### Supplied text
· · ·

A team of scientists have used the Ozone Monitoring
Instrument (OMI) on NASA’s Aura satellite to confirm major reductions in the
levels of a key air pollutant generated by coal power plants in the eastern United States.
The pollutant, sulfur dioxide, contributes to the formation of acid rain and
can cause serious health problems.
The scientists, led by an Environment Canada researcher,
have shown that sulfur dioxide levels in the vicinity of major coal power
plants have fallen by nearly half since 2005. The new findings, the first
satellite observations of this type, confirm ground-based measurements of
declining sulfur dioxide levels and demonstrate that scientists can potentially
measure levels of harmful emissions throughout the world, even in places where
ground monitoring is not extensive or does not exist. About two-thirds of
sulfur dioxide pollution in American air comes from coal power plants. Geophysical
Research Letters published details of the new research.
The scientists attribute the decline in sulfur dioxide to
the Clean Air Interstate Rule, a rule passed by the U.S. Environmental
Protection Agency in 2005 that called for deep cuts in sulfur dioxide
emissions. In response to that rule, many power plants in the United States
have installed desulfurization devices and taken other steps that limit the
release of sulfur dioxide. The rule put a cap on emissions, but left it up to
power companies to determine how to reduce emissions and allowed companies to
trade pollution credits.

· · ·

### Excerpted data
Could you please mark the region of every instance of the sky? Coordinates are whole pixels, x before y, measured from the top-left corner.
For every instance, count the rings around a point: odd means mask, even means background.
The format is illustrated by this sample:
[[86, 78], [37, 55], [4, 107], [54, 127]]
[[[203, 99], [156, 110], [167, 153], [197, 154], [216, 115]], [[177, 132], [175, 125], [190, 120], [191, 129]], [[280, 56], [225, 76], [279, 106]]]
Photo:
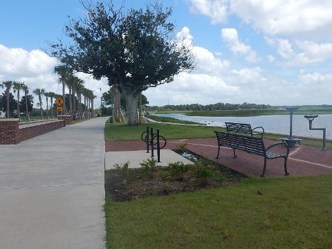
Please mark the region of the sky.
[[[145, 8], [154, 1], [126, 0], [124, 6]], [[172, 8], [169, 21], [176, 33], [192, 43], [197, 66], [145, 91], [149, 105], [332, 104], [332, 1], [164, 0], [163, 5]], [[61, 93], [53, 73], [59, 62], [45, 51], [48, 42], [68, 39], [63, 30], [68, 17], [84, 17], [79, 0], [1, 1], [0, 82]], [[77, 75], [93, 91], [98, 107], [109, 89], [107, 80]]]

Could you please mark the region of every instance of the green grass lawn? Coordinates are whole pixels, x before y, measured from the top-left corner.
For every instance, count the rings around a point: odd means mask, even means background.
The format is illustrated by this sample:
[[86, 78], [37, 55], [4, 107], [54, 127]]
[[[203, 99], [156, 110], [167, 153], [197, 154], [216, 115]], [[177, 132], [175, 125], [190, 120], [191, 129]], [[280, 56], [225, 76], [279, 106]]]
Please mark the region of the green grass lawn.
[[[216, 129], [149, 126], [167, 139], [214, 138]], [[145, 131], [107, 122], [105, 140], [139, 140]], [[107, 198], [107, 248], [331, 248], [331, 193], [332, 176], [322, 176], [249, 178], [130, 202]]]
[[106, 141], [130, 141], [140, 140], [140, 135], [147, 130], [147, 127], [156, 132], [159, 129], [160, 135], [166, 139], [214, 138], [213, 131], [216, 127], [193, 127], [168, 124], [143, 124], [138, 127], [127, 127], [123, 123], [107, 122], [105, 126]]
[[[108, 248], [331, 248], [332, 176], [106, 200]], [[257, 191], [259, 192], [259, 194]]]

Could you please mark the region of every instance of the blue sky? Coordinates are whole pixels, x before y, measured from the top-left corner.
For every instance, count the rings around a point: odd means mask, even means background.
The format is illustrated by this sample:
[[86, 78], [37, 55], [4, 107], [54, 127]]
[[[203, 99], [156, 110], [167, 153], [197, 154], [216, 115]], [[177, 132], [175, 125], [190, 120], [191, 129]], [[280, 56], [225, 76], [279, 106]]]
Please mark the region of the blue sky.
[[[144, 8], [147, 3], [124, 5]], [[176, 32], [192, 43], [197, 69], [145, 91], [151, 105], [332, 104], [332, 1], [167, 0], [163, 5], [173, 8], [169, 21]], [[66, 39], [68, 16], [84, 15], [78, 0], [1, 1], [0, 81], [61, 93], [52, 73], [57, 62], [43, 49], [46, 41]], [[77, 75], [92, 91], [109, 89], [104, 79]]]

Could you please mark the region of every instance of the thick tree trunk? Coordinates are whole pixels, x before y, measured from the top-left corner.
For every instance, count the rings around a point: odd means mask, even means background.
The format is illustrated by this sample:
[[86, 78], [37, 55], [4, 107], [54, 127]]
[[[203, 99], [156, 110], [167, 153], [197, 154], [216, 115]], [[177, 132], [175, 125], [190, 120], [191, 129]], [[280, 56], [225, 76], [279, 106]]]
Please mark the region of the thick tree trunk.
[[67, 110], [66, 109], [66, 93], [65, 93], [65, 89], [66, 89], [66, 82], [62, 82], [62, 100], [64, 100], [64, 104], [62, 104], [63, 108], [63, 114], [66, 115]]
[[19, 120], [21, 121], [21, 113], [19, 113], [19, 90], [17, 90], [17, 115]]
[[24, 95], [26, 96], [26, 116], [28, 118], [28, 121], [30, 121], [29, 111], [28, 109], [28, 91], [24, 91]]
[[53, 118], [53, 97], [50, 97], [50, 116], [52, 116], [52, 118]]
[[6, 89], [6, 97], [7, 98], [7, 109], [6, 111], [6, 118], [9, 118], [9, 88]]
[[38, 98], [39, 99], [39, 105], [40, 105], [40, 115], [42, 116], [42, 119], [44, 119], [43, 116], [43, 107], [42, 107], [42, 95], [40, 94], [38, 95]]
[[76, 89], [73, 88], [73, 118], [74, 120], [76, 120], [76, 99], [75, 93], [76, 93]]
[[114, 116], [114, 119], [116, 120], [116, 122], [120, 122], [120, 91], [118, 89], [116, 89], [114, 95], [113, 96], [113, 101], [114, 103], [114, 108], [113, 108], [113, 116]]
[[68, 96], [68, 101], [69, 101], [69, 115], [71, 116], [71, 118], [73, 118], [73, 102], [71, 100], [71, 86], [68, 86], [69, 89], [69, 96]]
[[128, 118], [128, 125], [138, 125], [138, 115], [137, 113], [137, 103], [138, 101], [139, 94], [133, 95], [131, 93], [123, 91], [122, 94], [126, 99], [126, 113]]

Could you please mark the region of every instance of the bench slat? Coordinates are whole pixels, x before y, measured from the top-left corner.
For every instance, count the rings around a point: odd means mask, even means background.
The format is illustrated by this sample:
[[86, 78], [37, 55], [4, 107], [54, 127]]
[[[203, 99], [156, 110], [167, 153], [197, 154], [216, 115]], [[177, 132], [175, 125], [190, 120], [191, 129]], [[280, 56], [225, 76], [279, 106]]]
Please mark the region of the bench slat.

· · ·

### Exercises
1/ According to the sulfur dioxide text, why have sulfur dioxide levels near major coal power plants in the eastern United States declined? Answer in one to three sentences.
2/ Go on with the sulfur dioxide text from the point where it stops.
The data have no connection to the text on sulfur dioxide reductions.

### Answers for the exercise
1/ The scientists attribute the decline to the Clean Air Interstate Rule, which the U.S. Environmental Protection Agency passed in 2005 and which called for deep cuts in sulfur dioxide emissions. In response, many power plants installed desulfurization devices and took other steps that limit the release of sulfur dioxide.

2/
While scientists have used the Ozone Monitoring Instrument
to observe sulfur dioxide levels within large plumes of volcanic ash and over
heavily polluted parts of China in the past, this is the first time they have
observed such subtle details over the United States, a region of the world that
in comparison to fast-growing parts of Asia now has relatively modest sulfur
dioxide emissions. Just a few decades ago, sulfur dioxide pollution was quite
severe in the United States.
Levels of the pollutant have dropped by about 75% since the 1980s due largely
to the passage of the Clean Air Act.
Vitali
Fioletov, a scientist based in Toronto
at Environment Canada, and his colleagues developed a new mathematical approach
that made the improved measurements a reality. The approach centers on
averaging measurements within a 30 miles radius (50 km) of a sulfur dioxide
source over several years. “Vitali has developed an extremely powerful
technique that makes it possible to detect emissions even when levels of sulfur
dioxide are about four times lower than what we could detect previously,”
says Nickolay Krotkov, a researcher based at NASA’s Goddard Space Flight Center
in Greenbelt, Md., and a coauthor of the new paper.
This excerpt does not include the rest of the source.